──────── Text

A Texas A&M University System policy restricting classroom discussion of race and gender has put roughly 200 courses in the College of Arts and Sciences under review, administrators told faculty this week, with one introductory course already canceled and a philosophy professor directed to remove Plato readings days before the spring semester begins Jan. 12.
The abrupt implementation — affecting courses some students had already registered to attend — shows how a board-level policy adopted in November is reshaping individual syllabi across one of the nation’s largest public university systems, drawing sharp criticism from faculty and academic freedom advocates.
Policy background
The Texas A&M System Board of Regents approved the policy in November, requiring campus presidents to sign off on courses that could be seen as advocating “race and gender ideology” or topics related to sexual orientation or gender identity. The action followed a student’s secret recording of a professor discussing gender identity in a children’s literature class that spread widely on social media, prompting criticism from conservative commentators.
Regents revised the policy in December, barring most discussion of those topics in introductory or core curriculum courses unless administrators determine the material serves a “necessary educational purpose” and approve it in writing. That change set off a rapid review of courses across the system ahead of the Jan. 12 semester start.

────────────────

- **Given request 1**
Condense the paragraph of the article on the Texas A&M course policy that begins "Regents revised the policy in December" into a shorter paragraph, keeping its main facts.

──────── Items

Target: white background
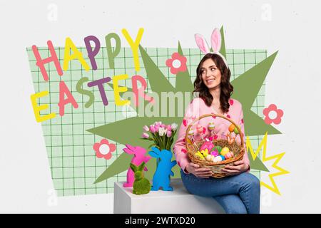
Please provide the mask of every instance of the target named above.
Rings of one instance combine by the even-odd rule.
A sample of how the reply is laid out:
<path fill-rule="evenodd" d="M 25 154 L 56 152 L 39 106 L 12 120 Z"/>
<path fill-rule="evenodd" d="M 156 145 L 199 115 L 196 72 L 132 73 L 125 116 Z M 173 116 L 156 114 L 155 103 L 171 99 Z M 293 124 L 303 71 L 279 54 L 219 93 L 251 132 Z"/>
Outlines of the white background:
<path fill-rule="evenodd" d="M 276 126 L 283 134 L 268 137 L 268 155 L 286 152 L 279 165 L 290 174 L 275 178 L 281 196 L 262 188 L 262 212 L 320 213 L 320 1 L 124 2 L 1 1 L 0 212 L 113 212 L 111 194 L 53 198 L 41 127 L 30 101 L 26 47 L 45 46 L 49 39 L 63 46 L 67 36 L 83 46 L 88 35 L 104 46 L 111 32 L 129 46 L 121 29 L 135 37 L 143 27 L 144 47 L 177 47 L 180 41 L 196 48 L 194 33 L 208 39 L 224 25 L 228 48 L 279 51 L 267 77 L 265 103 L 284 110 Z M 266 175 L 262 180 L 270 184 Z"/>

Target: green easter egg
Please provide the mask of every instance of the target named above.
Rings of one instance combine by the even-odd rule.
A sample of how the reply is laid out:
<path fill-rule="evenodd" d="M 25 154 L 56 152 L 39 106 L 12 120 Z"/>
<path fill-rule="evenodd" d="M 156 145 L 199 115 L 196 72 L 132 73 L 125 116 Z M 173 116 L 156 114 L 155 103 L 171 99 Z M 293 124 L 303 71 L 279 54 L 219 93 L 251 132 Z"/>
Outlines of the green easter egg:
<path fill-rule="evenodd" d="M 234 128 L 234 133 L 236 134 L 236 135 L 238 135 L 240 133 L 238 132 L 238 128 L 235 127 L 235 128 Z"/>
<path fill-rule="evenodd" d="M 213 148 L 212 151 L 215 150 L 217 150 L 218 151 L 218 152 L 220 153 L 220 151 L 222 150 L 222 147 L 220 147 L 219 145 L 217 145 Z"/>

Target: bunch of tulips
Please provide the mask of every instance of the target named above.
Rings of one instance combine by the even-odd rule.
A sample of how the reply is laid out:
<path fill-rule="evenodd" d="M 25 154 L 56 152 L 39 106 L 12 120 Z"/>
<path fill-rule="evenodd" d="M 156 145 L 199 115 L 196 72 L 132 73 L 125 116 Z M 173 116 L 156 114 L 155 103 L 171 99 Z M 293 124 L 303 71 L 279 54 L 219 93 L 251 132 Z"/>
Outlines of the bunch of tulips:
<path fill-rule="evenodd" d="M 167 125 L 160 121 L 155 122 L 149 127 L 143 126 L 143 129 L 145 132 L 143 133 L 142 138 L 143 140 L 153 141 L 149 147 L 156 146 L 160 150 L 165 149 L 170 151 L 177 128 L 178 125 L 175 123 Z"/>

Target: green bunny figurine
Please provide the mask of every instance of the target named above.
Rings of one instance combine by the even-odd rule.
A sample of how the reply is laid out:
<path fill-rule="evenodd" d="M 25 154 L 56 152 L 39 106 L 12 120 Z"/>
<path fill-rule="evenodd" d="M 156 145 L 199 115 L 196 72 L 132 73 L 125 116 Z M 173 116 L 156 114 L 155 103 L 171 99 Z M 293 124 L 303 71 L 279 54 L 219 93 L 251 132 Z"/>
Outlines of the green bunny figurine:
<path fill-rule="evenodd" d="M 133 185 L 133 193 L 135 195 L 148 194 L 151 191 L 151 183 L 149 180 L 144 177 L 143 170 L 145 167 L 143 162 L 138 167 L 131 163 L 131 169 L 135 173 L 135 181 Z"/>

────────────────

- **Given request 2**
Turn the stretch of entries from the line containing "Target: bunch of tulips" through the line containing "167 125 L 160" into a numbered list, leaving out blank lines.

- **Response 1**
In December, regents revised the policy to bar most discussion of race and gender ideology, sexual orientation and gender identity in introductory or core curriculum courses. Exceptions require administrators to find a "necessary educational purpose" and approve it in writing. The revision prompted a rapid systemwide course review before the semester began Jan. 12.

- **Response 2**
1. Target: bunch of tulips
2. Please provide the mask of every instance of the target named above.
3. Rings of one instance combine by the even-odd rule.
4. A sample of how the reply is laid out:
5. <path fill-rule="evenodd" d="M 25 154 L 56 152 L 39 106 L 12 120 Z"/>
6. <path fill-rule="evenodd" d="M 156 145 L 199 115 L 196 72 L 132 73 L 125 116 Z M 173 116 L 156 114 L 155 103 L 171 99 Z M 293 124 L 303 71 L 279 54 L 219 93 L 251 132 Z"/>
7. Outlines of the bunch of tulips:
8. <path fill-rule="evenodd" d="M 167 125 L 160 121 L 155 122 L 149 127 L 143 126 L 143 129 L 145 132 L 143 133 L 142 138 L 143 140 L 153 141 L 149 147 L 156 146 L 160 150 L 165 149 L 170 151 L 177 128 L 178 125 L 175 123 Z"/>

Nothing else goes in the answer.